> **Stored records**
⟨
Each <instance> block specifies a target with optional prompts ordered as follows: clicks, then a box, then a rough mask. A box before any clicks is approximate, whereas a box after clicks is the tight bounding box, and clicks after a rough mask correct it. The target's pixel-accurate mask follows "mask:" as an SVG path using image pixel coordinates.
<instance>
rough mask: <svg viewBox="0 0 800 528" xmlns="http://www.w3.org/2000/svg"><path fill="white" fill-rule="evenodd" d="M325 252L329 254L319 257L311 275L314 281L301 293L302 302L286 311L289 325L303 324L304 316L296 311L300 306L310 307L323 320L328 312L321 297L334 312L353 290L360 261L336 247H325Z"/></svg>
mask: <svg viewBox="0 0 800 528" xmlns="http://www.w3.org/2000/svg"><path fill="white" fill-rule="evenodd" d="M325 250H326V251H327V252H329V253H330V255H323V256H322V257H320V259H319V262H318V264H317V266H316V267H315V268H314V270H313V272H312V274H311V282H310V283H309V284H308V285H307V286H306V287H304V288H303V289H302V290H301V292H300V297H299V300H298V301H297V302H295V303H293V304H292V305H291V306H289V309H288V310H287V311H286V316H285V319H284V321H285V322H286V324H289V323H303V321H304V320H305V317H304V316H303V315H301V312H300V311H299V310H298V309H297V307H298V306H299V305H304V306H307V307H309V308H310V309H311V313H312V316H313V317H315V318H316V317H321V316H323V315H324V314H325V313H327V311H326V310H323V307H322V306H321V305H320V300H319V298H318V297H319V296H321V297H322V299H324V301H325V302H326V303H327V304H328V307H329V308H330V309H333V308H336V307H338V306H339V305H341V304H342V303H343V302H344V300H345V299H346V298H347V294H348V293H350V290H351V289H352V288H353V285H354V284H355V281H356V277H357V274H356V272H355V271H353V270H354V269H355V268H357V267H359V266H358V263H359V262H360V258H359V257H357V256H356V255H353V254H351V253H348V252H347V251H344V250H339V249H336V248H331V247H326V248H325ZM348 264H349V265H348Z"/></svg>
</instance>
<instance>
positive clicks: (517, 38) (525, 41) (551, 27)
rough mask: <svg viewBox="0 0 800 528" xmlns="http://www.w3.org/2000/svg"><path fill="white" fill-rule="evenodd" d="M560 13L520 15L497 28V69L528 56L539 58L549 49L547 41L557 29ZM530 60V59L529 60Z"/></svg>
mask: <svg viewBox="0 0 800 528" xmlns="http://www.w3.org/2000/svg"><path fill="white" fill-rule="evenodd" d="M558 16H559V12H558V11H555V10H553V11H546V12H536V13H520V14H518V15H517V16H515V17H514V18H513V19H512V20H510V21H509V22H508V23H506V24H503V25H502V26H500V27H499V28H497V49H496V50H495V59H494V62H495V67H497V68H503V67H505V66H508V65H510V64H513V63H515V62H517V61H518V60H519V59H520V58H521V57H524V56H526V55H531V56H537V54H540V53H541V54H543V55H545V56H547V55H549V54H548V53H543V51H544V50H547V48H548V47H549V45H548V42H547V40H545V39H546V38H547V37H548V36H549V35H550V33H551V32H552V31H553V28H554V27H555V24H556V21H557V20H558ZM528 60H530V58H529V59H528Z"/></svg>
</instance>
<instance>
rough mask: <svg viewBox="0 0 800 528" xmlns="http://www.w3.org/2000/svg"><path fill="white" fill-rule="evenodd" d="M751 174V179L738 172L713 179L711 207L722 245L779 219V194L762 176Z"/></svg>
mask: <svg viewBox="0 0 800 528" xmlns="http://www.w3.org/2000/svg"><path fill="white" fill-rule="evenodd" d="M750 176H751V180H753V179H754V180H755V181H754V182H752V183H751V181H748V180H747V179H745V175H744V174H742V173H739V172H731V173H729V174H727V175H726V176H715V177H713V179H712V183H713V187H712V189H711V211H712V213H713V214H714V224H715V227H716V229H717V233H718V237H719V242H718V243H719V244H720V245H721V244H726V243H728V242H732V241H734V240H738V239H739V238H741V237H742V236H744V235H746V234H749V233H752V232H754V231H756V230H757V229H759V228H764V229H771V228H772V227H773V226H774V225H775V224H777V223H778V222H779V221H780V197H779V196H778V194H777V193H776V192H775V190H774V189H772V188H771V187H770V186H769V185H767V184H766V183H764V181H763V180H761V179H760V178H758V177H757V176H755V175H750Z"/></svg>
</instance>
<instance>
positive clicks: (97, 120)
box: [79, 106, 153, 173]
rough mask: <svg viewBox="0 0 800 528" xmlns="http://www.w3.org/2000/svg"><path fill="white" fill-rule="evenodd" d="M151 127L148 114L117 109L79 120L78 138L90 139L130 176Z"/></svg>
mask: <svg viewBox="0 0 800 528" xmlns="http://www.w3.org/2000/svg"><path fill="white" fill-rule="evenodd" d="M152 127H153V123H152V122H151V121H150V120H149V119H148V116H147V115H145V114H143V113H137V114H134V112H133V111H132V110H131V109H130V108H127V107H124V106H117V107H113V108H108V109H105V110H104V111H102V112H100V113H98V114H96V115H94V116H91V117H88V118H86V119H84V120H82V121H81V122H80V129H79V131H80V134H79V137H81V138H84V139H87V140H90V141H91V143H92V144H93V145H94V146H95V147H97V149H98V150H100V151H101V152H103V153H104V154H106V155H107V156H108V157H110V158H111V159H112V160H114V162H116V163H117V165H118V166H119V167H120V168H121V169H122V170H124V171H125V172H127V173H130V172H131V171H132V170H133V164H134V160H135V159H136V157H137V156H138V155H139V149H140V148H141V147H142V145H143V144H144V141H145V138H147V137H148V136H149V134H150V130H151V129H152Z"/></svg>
⟩
> **What to work on**
In the records above, which lines hold the string "positive"? Copy each one.

> **Problem solution**
positive clicks: (517, 38) (525, 41) (551, 27)
positive clicks: (97, 120)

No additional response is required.